### [Dataset records]
- - - -

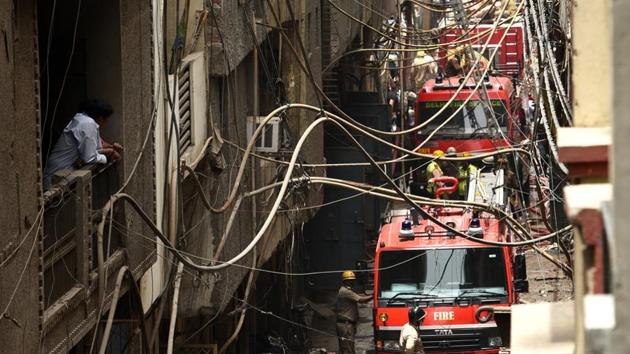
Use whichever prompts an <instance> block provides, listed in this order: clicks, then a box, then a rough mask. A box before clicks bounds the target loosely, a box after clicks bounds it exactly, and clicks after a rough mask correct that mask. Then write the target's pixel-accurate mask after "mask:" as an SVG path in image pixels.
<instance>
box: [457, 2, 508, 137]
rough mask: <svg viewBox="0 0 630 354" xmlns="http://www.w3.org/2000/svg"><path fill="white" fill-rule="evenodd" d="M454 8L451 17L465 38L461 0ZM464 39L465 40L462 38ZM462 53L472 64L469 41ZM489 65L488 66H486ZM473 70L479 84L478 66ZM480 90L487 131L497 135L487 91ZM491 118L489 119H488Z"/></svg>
mask: <svg viewBox="0 0 630 354" xmlns="http://www.w3.org/2000/svg"><path fill="white" fill-rule="evenodd" d="M453 5H454V8H453V10H454V11H453V15H454V17H455V21H456V22H457V25H458V26H459V27H460V29H461V30H462V34H463V35H464V36H467V35H466V33H468V29H469V26H470V24H469V22H468V17H467V16H466V10H465V9H464V3H463V1H462V0H455V1H454V3H453ZM464 39H465V38H464ZM463 46H464V53H465V55H466V59H467V61H468V62H469V63H471V64H472V63H474V62H475V59H476V57H475V51H474V49H473V47H472V44H471V43H470V41H464V44H463ZM488 65H489V64H488ZM472 70H473V78H474V80H475V83H479V82H481V81H482V80H483V76H482V75H481V72H480V70H479V65H475V67H474V68H472ZM479 87H480V89H479V90H477V94H478V95H479V102H481V103H482V104H481V106H482V107H483V114H484V116H485V121H486V124H487V125H488V130H489V131H491V132H494V133H497V132H498V131H499V127H498V126H497V119H496V117H495V116H494V111H493V110H492V109H491V108H490V107H492V105H491V103H490V100H489V99H488V91H487V89H486V86H485V85H483V84H482V85H480V86H479ZM469 116H470V118H471V119H472V120H473V121H471V123H475V124H478V123H476V119H475V118H474V114H473V115H472V116H471V115H470V114H469ZM488 118H491V119H488ZM478 128H482V127H479V126H476V127H474V129H478Z"/></svg>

- - - -

### [Task goal]
Could you set down every record above word for word, leaving out the pictures?

### [Task output]
Use whichever prompts an <instance> block provides, listed in this order: clicks, then a box, then a rough mask. A box before clicks bounds the target loosely, a box after clicks bounds it exactly, and clicks after a rough mask correct that mask. Then write the target's pixel-accurate mask after "mask:" as an SVG path in image pixels.
<instance>
box: [457, 2, 508, 137]
rough mask: <svg viewBox="0 0 630 354" xmlns="http://www.w3.org/2000/svg"><path fill="white" fill-rule="evenodd" d="M454 8L451 17L465 38L461 0ZM464 39L465 40L462 38ZM462 53L472 64L469 41ZM489 65L488 66H486ZM473 70L479 84L478 66ZM480 90L487 131L497 135L487 91ZM491 118L489 119H488Z"/></svg>
mask: <svg viewBox="0 0 630 354" xmlns="http://www.w3.org/2000/svg"><path fill="white" fill-rule="evenodd" d="M453 5H454V8H453V10H454V11H453V15H454V17H455V21H456V22H457V25H458V26H459V27H460V29H461V30H462V34H463V35H464V36H467V35H466V33H468V29H469V26H470V24H469V22H468V17H467V16H466V10H465V9H464V3H463V1H462V0H455V1H454V3H453ZM464 39H465V38H464ZM463 46H464V53H465V55H466V59H467V61H468V62H469V63H471V64H472V63H474V62H475V59H476V57H475V51H474V49H473V47H472V44H471V43H470V41H464V44H463ZM488 65H489V64H488ZM472 70H473V78H474V80H475V83H479V82H481V81H482V80H483V76H482V75H481V72H480V70H479V65H475V67H474V68H472ZM479 87H480V89H479V90H477V94H478V95H479V102H481V103H482V104H481V106H482V107H483V114H484V116H485V121H486V124H487V125H488V130H489V131H491V132H494V133H497V132H498V131H499V127H498V126H497V119H496V117H495V116H494V111H493V110H492V109H491V108H490V107H492V105H491V103H490V100H489V99H488V91H487V89H486V86H485V85H483V84H482V85H480V86H479ZM469 116H470V118H471V119H472V120H473V121H471V123H475V124H478V123H476V119H475V118H474V114H473V115H472V116H471V115H470V114H469ZM488 118H491V119H488ZM478 128H482V127H479V126H476V127H474V129H478Z"/></svg>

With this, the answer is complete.